Work to complete:
#1 In the thread about CouchDB shard corruption, how many shard ranges were verified to exist?
#2 Continue the forum thread about CouchDB shard corruption, picking up after its last sentence.

Study text:
This indicates corruption in the shard file:

shards/6aaaaaa9-7ffffffd/medic.1758278474.couch


:magnifying_glass_tilted_left: What We Have Tried

  • Ran _view_cleanup

  • Performed database compaction

  • Deleted and rebuilt view indexes

  • Replaced the corrupted shard file with a backup copy

  • Restarted services carefully

  • Verified multiple shard ranges exist (12 total)

Despite these efforts, _all_docs continues to fail with read_beyond_eof.

This confirms it is not only view index corruption, but actual shard-level data file corruption.


:package: Backup Status

  • No full filesystem snapshot from before corruption

  • We DO have complete document data in the analytics database (cht_sync)

  • Table v1.couchdb contains full document JSON (doc column)

Example:

SELECT COUNT(*) FROM v1.couchdb;
SELECT doc->>'type', COUNT(*) FROM v1.couchdb GROUP BY 1;

So business data appears intact in analytics.


:brain: Suspected Root Cause

  • Improper shutdown during write

  • Possible memory/disk pressure

  • Corruption of B-tree offsets inside .couch shard file

  • Leading to read_beyond_eof errors


:counterclockwise_arrows_button: Proposed Recovery Plan

Since shard repair does not appear possible:

  1. Reset CouchDB with a clean data directory

  2. Recreate the medic database

  3. Export all documents from v1.couchdb

  4. Reinsert documents using _bulk_docs

  5. Reinstall CHT system documents

  6. Allow views to rebuild


:red_question_mark: Questions

  1. Is there any supported way to repair a corrupted shard in CouchDB 3.5.0?

  2. Is rebuilding from analytics (v1.couchdb) considered safe in CHT disaster recovery?

  3. Are there recommended hardening steps to prevent shard corruption in Docker deployments?

  4. Should we upgrade CouchDB before re-importing data?


Our objective is to restore system functionality safely, avoid silent data loss, and follow recommended CHT best practices.

Any guidance would be greatly appreciated.

Thank you.
Arjun

1 Like

Hi @sablearjun-ola - welcome to the forum!

I’m sorry to hear you’re having issues with your CHT instance. Can you clarify what version 5.0.0-custom-20260119 is? Is it a custom built version of the CHT and if yes, can you try running the official 5.0.1 release of CHT?

However, I’m not sure the version really matters here - from what you’ve described, I think you’re looking at data loss : (

To answer your questions:

Is there any supported way to repair a corrupted shard in CouchDB 3.5.0?

If a shard is corrupt and reporting read_beyond_eof errors, the supported way is to restore from backup.

[Dataset items]
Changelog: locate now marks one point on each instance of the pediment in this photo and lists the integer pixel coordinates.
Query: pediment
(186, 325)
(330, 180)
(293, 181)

Solved tasks:
#1 12

#2
Is rebuilding from analytics (v1.couchdb) considered safe in CHT disaster recovery?

Data in PostgreSQL populated from either couch2pg or CHT Sync can continue to be used when the upstream CHT instance is offline due to data corruption. However, you can not rebuild the data in PostgreSQL without restoring the CHT instance.

Additionally, the data in PostgreSQL is involves aggregating and consolidating. As such, there is intentionally data loss and CouchDB data can not be recreated from couch2pg or CHT Sync data in PostgreSQL.

Are there recommended hardening steps to prevent shard corruption in Docker deployments?

Being sure to run production CHT instances in a data center or cloud provider is likely the best way. These have high availability hardware with multiple levels of redundant power supply to avoid hard shutdowns of VMs or bare-metal.

For more budget constrained instances, running on a dedicated server, only used for production services with a UPS can help.

Should we upgrade CouchDB before re-importing data?

If you have a valid backup of the corrupt shard that you’re trying to restore, do not change the version of CouchDB.

cc @diana @binod - we had a private chat about this topic. Adding you in case I missed anything or made any mistakes!

Hi @sablearjun-ola

I’m sorry you’re dealing with CouchDb corruption, and especially at main database shard level.

@mrjones is correct in every aspect, but I can chime in with some targeted answers.

In terms of this question:

The answer is you should never do that, you should always run the version of CouchDb that comes bundled with the CHT version you are running. Changing this version, or even settings of CouchDb, can create all sorts of elusive and often surprising side-effects that are hard to track down.